Pull out, word for word, the passage of the abstract on Chinese medicine for COVID-19 below starting with "Results: Eight hundred" and going on through "responses signaling pathways.".

======== Excerpt to read ========

Background: Coronavirus disease 2019 (COVID-19) keeps spreading globally. Chinese medicine (CM) exerts a critical role for the prevention or therapy of COVID-19 in an integrative and holistic way. However, mining and development of early, efficient, multisite binding CMs that inhibit the cytokine storm are imminent.
Methods: The formulae were extracted retrospectively from clinical records in Hunan Province. Clinical data mining analysis and association rule analysis were employed for mining the high-frequency herbal pairs and groups from formulae. Network pharmacology methods were applied to initially explore the most critical pair’s hub targets, active ingredients, and potential mechanisms. The binding power of active ingredients to the hub targets was verified by molecular docking.
Results: Eight hundred sixty-two prescriptions were obtained from 320 moderate COVID-19 through the Hunan Provincial Health Commission. Glycyrrhizae Radix et Rhizoma (Gancao) and Pinelliae Rhizoma (Banxia) were used with the highest frequency and support. There were 49 potential genes associated with Gancao-Banxia pair against moderate COVID-19 patients. The Gene Ontology (GO) and Kyoto Encyclopedia of Genes and Genomes (KEGG) indicated that Gancao-Banxia might act via inflammatory response, viral defense, and immune responses signaling pathways.
IL-6 and STAT3 were the two most hub targets in the protein-protein interaction (PPI) network. The binding of five active ingredients originated from Gancao-Banxia to IL-6-STAT3 was verified by molecular docking, namely quercetin, coniferin, licochalcone a, Licoagrocarpin and (3S,6S)-3-(benzyl)-6-(4-hydroxybenzyl)piperazine-2,5-quinone, maximizing therapeutic efficacy.

======== Record extracts ========

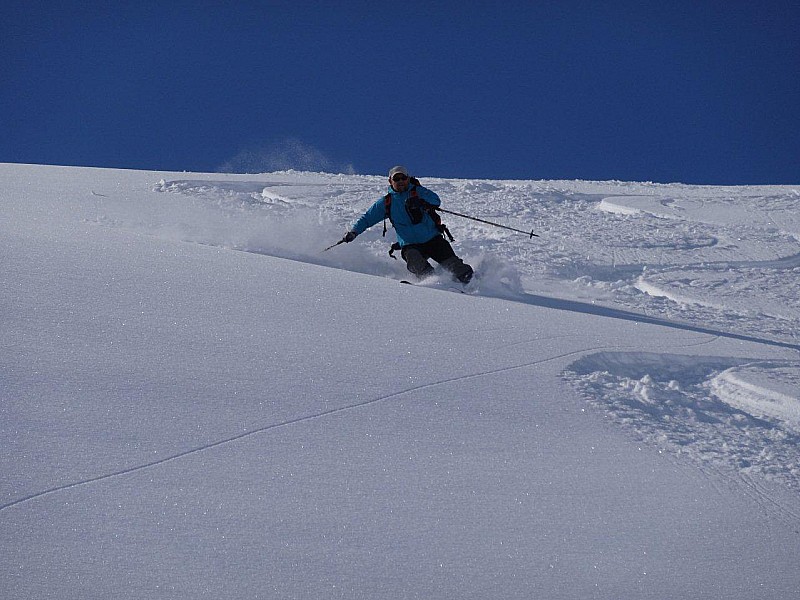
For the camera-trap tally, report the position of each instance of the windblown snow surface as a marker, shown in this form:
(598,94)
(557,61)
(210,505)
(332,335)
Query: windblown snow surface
(197,402)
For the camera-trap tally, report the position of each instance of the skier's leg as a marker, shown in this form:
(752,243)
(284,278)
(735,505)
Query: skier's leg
(416,262)
(442,252)
(460,270)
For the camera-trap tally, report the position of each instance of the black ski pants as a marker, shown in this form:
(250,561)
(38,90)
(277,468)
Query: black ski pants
(440,250)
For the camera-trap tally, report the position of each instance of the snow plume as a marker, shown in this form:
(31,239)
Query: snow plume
(289,154)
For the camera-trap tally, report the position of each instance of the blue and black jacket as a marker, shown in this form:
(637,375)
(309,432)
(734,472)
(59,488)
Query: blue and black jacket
(406,231)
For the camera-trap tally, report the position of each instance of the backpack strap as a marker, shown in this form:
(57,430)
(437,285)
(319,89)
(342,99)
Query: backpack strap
(387,201)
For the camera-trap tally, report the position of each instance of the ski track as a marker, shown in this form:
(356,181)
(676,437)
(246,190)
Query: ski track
(287,423)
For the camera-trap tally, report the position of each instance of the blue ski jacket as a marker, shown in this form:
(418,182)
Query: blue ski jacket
(407,233)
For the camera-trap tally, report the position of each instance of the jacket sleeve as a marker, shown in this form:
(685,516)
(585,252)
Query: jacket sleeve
(375,214)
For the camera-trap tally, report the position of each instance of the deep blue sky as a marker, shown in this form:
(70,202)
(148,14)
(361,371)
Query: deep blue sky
(689,91)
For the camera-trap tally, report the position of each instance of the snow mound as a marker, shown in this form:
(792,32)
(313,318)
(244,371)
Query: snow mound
(735,414)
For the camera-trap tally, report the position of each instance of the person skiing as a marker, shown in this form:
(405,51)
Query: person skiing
(409,206)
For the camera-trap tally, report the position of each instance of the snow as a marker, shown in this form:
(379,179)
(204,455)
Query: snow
(197,402)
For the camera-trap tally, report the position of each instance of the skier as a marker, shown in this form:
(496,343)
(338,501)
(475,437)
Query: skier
(410,208)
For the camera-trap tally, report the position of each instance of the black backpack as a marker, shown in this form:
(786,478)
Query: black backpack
(416,208)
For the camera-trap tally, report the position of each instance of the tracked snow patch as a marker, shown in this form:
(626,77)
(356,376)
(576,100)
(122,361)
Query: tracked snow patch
(734,414)
(767,392)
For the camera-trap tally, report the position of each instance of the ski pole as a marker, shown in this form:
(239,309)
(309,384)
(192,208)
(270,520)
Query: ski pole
(450,212)
(334,245)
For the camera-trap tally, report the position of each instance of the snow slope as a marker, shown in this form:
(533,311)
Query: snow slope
(196,402)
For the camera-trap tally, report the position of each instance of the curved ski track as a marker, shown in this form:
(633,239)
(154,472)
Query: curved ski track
(266,428)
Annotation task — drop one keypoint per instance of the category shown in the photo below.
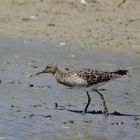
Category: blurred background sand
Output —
(106, 23)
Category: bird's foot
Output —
(106, 113)
(83, 112)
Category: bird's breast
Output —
(75, 81)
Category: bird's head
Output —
(51, 68)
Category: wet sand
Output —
(28, 103)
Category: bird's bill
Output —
(39, 73)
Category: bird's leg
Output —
(89, 99)
(106, 112)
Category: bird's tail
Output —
(120, 72)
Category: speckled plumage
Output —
(84, 78)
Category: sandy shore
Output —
(108, 24)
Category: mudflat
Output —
(109, 24)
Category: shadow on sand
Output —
(115, 113)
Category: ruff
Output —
(84, 78)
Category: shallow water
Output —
(27, 104)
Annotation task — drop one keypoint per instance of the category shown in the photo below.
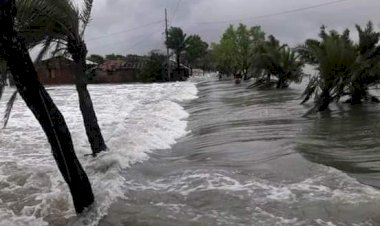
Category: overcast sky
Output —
(137, 26)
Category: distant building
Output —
(60, 70)
(119, 71)
(56, 71)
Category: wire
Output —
(125, 31)
(274, 14)
(175, 12)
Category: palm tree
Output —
(280, 61)
(368, 58)
(3, 75)
(177, 42)
(335, 59)
(15, 52)
(290, 68)
(344, 68)
(62, 24)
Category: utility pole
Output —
(167, 49)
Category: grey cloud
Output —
(110, 16)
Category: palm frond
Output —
(86, 15)
(8, 110)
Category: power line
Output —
(274, 14)
(175, 12)
(125, 31)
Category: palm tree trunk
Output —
(39, 102)
(78, 51)
(93, 131)
(324, 101)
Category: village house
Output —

========

◆ Answer to this problem
Results: Eight hundred sixty-two prescriptions were obtained from 320 moderate COVID-19 through the Hunan Provincial Health Commission. Glycyrrhizae Radix et Rhizoma (Gancao) and Pinelliae Rhizoma (Banxia) were used with the highest frequency and support. There were 49 potential genes associated with Gancao-Banxia pair against moderate COVID-19 patients. The Gene Ontology (GO) and Kyoto Encyclopedia of Genes and Genomes (KEGG) indicated that Gancao-Banxia might act via inflammatory response, viral defense, and immune responses signaling pathways.